Task to complete: Return the records below character for character.

Stored items:

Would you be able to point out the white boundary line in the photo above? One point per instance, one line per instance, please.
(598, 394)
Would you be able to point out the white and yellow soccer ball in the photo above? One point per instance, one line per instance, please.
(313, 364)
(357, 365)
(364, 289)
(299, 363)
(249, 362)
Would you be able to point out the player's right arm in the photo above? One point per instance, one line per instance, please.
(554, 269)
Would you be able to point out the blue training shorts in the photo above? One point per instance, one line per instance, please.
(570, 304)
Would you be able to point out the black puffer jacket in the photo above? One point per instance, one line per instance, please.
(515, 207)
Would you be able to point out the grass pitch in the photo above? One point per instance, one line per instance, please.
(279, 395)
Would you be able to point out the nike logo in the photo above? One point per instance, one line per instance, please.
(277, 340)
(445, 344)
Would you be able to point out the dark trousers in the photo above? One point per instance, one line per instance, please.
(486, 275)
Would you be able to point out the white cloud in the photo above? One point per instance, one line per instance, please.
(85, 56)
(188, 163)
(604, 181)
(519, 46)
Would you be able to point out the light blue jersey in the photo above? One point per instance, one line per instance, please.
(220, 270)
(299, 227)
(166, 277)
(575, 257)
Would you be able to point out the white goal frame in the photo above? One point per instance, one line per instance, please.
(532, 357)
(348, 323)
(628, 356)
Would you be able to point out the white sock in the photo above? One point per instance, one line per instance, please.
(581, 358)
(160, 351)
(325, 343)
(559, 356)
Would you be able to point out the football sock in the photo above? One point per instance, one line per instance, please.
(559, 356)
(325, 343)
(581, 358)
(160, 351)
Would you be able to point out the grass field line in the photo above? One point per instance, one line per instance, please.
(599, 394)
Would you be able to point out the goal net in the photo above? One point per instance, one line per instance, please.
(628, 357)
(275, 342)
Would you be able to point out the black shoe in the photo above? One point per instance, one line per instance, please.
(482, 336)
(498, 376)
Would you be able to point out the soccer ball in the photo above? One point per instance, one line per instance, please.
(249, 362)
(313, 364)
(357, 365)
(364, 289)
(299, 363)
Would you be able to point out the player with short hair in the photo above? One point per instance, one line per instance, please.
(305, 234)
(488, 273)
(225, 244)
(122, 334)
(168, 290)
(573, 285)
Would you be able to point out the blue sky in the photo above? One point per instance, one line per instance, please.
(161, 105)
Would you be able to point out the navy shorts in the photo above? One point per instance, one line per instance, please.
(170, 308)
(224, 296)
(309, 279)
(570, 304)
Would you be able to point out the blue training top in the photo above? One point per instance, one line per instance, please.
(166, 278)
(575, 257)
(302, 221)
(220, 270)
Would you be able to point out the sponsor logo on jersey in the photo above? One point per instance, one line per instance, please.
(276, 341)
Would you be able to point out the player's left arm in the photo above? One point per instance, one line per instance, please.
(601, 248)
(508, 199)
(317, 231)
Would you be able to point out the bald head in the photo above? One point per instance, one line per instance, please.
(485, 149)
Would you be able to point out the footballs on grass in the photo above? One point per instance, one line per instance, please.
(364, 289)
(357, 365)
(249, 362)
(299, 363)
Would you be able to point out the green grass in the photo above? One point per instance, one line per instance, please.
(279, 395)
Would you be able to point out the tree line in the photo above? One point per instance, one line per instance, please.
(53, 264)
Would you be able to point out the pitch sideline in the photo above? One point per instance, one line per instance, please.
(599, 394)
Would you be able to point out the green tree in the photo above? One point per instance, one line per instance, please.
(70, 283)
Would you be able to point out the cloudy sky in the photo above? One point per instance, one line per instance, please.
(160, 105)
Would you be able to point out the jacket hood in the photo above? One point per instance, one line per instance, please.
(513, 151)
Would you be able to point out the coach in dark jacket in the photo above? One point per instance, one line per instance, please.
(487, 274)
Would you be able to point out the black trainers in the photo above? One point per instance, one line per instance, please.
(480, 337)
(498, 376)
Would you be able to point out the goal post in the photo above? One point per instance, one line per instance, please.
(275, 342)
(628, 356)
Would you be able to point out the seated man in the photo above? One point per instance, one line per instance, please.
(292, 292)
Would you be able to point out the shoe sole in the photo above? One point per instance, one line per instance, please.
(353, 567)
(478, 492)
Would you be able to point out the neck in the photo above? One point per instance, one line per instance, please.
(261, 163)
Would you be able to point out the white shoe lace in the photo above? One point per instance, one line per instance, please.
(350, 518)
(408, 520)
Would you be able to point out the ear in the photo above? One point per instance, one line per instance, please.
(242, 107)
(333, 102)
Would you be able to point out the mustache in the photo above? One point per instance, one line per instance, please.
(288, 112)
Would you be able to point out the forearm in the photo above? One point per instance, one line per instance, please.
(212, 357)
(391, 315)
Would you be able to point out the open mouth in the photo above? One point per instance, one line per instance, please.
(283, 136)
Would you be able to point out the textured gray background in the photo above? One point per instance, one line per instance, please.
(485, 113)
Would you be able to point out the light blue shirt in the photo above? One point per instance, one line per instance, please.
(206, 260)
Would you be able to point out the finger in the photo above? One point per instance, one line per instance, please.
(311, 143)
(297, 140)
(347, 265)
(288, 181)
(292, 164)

Finished exercise:
Would you be able to point out the white boundary line in the photo above? One point per instance, one line per instance, please.
(598, 394)
Would you be able to point out the white and yellow soccer ball in the photo above? One point per instance, one line per instance, please.
(313, 364)
(357, 365)
(364, 289)
(299, 363)
(249, 362)
Would you be able to point out the player's right arm in the photo above? One point per instance, one line per instance, please.
(554, 269)
Would you be able to point out the blue training shorts in the photo above? One point per instance, one line per instance, please.
(570, 304)
Would you be able to point out the black puffer jacket in the photo above? One point per instance, one line per instance, please.
(515, 207)
Would you be able to point out the grass pitch in the photo above? One point per instance, one line per instance, please.
(279, 395)
Would you be able to point out the nike logo in the photo above? One point per instance, one line per instance, please.
(277, 340)
(445, 344)
Would you be able to point out the dark trousers in the photo above? One point per instance, one line per instance, please.
(486, 275)
Would you be able to point out the white cloud in the photo above? One point per instance, one line per instance, please.
(85, 56)
(188, 163)
(604, 181)
(519, 46)
Would you be able to point out the light blue jersey in the photo above? One point per instance, one line per instance, please.
(220, 270)
(299, 227)
(166, 277)
(575, 257)
Would you be able to point out the white goal frame in the photo above? One point per instance, one line per instance, please.
(532, 357)
(348, 323)
(628, 356)
Would you be able to point out the white sock in the photo above? One point per instance, one line per instance, please.
(581, 358)
(160, 351)
(325, 343)
(559, 356)
Would you be able to point out the football sock in the photo above? One point per instance, one line per instance, please.
(559, 356)
(325, 343)
(581, 358)
(160, 351)
Would you be able to point out the grass field line in the photo above? One point per instance, one line per instance, please.
(599, 394)
Would you be able to point out the goal net in the photo above? One point per instance, one line per instance, please.
(628, 357)
(275, 342)
Would you be able to point out the black shoe in the photo above? One point per instance, one line per instance, please.
(482, 336)
(498, 376)
Would you be able to point out the soccer ball in the photo above? One point per instance, one line per instance, please.
(249, 362)
(313, 364)
(357, 365)
(364, 289)
(299, 363)
Would you be able to point out the player with short hair in the photo above? One point per instance, one line per instance, please.
(305, 234)
(488, 273)
(225, 244)
(122, 334)
(168, 290)
(573, 285)
Would you be able to point out the blue sky in the photo above? One point per instance, one line per instance, please.
(161, 105)
Would you be able to point out the navy shorts in the photo above? One point per instance, one line per instance, please.
(170, 308)
(224, 296)
(309, 279)
(570, 304)
Would you be able to point out the blue training top in the photo above? One point per instance, one line per instance, please.
(166, 278)
(575, 257)
(302, 221)
(220, 270)
Would you be able to point out the sponsor logo on jersey in the photo above? One point per instance, one line per instance, please.
(276, 341)
Would you be able to point out the player's left arm in the photo above? One point per instance, one line per instance, please.
(601, 248)
(508, 199)
(317, 231)
Would you be able to point out the bald head in the photo above? One point per instance, one line per instance, please.
(485, 149)
Would you be able to point out the footballs on grass in the photo above? One point per instance, one line per instance, please.
(364, 289)
(357, 365)
(249, 362)
(299, 363)
Would you be able to point out the green grass in the photo above? One point per instance, one line per instance, please.
(279, 395)
Would you be able to point out the tree line in the photo above? One point per instance, one line per instance, please.
(53, 264)
Would you be able to point out the pitch sideline in the photo above? One point per instance, one line per instance, please.
(599, 394)
Would you be able to point out the green tree in the photo above? One point per instance, one line per instance, please.
(70, 283)
Would you be able to point out the cloudy sky in the photo above? One point per instance, one line per instance, please.
(160, 105)
Would you be able to point out the jacket hood in the photo above? One point per instance, one line per instance, please.
(513, 151)
Would you be able to point out the coach in dark jacket in the photo above? One point per instance, one line per instance, please.
(487, 274)
Would you be able to point out the black trainers in the photo above? One point per instance, one line per instance, please.
(480, 337)
(498, 376)
Would you be able to point out the goal post in the photo above? One point per instance, one line per instance, please.
(275, 342)
(628, 356)
Would you be able to point out the seated man in the photo above? One point per instance, one line per instance, please.
(292, 292)
Would you be able to point out the shoe sole in the photo above? One point per instance, one line per instance, please.
(353, 567)
(478, 492)
Would you be able to point out the neck in the photo above? One point per instance, one line per instance, please.
(261, 163)
Would you be able to point out the white shoe lace in the photo above? One point per instance, one line per instance, please.
(350, 518)
(408, 520)
Would you be able to point out the ear in the photo above? One point per instance, one line per instance, please.
(242, 107)
(333, 102)
Would you be able to point out the mustache in the photo above? One point per instance, one line per instance, please.
(288, 112)
Would you be able to point out the forearm in the photo above? One point per instance, one line per instance, please.
(212, 357)
(391, 315)
Would you be able to point out the open mouth in the photo above? One point per instance, one line per instance, please.
(283, 136)
Would you be able to point out the textured gray background in the photo above? One point per instance, one line per instance, please.
(485, 113)
Would you be able to point out the light blue shirt in the photo above? One point per instance, one line per instance, please.
(206, 260)
Would you be able to point out the finger in the photo above? One point per instance, one line per instance, please.
(311, 143)
(297, 140)
(347, 265)
(288, 181)
(292, 164)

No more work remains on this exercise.